Given data:
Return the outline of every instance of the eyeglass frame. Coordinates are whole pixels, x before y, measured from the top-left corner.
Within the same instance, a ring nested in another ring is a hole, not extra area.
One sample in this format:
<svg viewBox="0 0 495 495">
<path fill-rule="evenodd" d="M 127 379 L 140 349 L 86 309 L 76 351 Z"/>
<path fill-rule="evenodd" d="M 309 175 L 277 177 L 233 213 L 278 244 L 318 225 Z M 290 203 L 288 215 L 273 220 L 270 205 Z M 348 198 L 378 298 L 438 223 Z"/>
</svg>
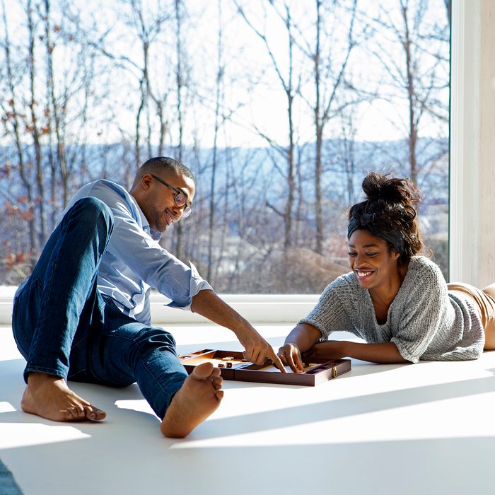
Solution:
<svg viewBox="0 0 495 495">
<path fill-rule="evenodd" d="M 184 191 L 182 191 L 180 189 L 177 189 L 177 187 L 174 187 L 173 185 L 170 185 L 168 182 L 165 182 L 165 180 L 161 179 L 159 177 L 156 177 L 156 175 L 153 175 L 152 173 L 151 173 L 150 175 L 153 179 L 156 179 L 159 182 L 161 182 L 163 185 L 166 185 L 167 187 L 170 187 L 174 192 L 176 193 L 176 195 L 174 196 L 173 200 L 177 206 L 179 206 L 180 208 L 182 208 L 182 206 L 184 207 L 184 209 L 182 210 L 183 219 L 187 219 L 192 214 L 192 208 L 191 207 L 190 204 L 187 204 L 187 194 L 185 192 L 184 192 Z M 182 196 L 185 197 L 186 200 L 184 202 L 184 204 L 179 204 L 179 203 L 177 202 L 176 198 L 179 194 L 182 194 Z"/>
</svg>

Set task:
Show each line in the rows above that contains the word "instance", treating uppercase and lowercase letters as different.

Solution to the problem:
Return the outline of every instance of the eyeglass frame. Coordinates are whole pixels, x before y, measured from the top-left corner.
Within the same instance, a ring nested in another ring is a hole, not extra area.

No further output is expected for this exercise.